(AVAILABLE RECORDS begins)
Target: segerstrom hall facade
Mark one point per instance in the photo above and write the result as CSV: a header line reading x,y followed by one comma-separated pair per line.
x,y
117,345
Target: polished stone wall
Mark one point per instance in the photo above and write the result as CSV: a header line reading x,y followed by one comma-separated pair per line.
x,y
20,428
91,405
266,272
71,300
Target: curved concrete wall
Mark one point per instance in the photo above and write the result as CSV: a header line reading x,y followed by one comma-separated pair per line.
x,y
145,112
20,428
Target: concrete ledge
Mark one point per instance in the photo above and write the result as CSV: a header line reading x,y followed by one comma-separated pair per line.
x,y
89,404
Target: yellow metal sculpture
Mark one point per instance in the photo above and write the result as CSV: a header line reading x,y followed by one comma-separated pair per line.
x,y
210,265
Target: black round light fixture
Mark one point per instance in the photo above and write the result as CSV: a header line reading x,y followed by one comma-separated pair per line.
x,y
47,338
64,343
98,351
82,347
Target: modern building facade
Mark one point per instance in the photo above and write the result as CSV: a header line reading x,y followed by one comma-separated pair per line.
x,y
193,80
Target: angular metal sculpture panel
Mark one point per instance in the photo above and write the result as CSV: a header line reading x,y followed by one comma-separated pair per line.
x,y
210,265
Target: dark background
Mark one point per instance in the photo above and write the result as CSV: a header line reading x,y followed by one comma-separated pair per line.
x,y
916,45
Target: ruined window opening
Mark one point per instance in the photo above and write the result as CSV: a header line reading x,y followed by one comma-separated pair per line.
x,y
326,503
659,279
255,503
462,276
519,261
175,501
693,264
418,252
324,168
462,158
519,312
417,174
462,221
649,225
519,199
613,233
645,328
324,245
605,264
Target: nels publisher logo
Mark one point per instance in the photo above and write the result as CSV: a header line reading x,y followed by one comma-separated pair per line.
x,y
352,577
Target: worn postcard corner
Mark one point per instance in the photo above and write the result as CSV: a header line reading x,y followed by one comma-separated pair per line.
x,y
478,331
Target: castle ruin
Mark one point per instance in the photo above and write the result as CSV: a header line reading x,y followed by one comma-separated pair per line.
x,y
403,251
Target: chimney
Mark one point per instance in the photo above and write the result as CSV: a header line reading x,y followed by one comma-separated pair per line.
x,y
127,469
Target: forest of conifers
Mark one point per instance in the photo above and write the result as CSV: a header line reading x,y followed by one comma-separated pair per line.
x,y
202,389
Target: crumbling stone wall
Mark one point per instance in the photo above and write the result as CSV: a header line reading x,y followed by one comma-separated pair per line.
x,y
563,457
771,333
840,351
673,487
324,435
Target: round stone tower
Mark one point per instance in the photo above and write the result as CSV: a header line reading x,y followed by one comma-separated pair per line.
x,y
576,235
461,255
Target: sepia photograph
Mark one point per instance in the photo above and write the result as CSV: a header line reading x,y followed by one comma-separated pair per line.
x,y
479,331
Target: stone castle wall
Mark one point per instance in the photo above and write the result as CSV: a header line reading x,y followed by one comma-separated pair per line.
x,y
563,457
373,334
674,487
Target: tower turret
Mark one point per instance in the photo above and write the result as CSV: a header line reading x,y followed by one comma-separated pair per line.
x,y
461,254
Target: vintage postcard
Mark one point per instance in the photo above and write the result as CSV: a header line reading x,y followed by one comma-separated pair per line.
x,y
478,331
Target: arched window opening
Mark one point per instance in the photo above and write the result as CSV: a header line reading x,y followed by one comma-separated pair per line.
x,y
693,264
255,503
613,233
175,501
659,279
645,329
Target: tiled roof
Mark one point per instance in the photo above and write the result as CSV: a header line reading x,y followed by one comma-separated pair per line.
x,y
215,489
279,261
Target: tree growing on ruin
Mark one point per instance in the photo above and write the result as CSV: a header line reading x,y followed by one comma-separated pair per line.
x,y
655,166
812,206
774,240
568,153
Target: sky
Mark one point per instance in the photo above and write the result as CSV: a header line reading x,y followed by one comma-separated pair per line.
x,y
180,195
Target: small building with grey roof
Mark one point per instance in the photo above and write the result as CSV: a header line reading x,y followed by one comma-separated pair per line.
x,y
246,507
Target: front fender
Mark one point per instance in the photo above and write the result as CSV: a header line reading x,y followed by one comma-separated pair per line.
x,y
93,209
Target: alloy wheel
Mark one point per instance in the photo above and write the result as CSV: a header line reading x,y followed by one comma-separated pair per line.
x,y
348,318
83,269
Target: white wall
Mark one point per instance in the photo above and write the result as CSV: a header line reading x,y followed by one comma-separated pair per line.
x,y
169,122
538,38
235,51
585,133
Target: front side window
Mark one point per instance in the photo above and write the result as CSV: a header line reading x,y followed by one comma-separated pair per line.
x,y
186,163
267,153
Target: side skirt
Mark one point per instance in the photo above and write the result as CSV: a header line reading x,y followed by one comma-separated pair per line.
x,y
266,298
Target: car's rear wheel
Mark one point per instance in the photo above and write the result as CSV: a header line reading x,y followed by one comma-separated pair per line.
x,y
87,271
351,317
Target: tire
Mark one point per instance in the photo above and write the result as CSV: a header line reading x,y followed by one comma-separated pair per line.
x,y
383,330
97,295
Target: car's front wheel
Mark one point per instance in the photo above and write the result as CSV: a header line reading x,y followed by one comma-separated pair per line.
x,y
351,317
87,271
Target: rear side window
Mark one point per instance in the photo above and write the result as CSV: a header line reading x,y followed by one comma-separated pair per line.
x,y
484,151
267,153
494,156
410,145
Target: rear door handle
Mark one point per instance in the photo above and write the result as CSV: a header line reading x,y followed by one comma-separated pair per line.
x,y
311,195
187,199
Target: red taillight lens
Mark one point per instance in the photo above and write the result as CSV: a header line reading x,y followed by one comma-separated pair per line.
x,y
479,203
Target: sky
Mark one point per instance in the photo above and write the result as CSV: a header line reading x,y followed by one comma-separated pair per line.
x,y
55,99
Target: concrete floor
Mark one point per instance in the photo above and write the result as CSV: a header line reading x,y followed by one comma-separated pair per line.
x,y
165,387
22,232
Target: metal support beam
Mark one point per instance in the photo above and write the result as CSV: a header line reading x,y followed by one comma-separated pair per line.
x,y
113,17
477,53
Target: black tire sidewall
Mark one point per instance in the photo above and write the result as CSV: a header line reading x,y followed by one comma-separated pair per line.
(AVAILABLE RECORDS ends)
PROBLEM REQUIREMENTS:
Which lines in the data above contain "opening"? Show each one.

ANSWER TO THE EXERCISE:
Target: ruined window opening
Target: arched window opening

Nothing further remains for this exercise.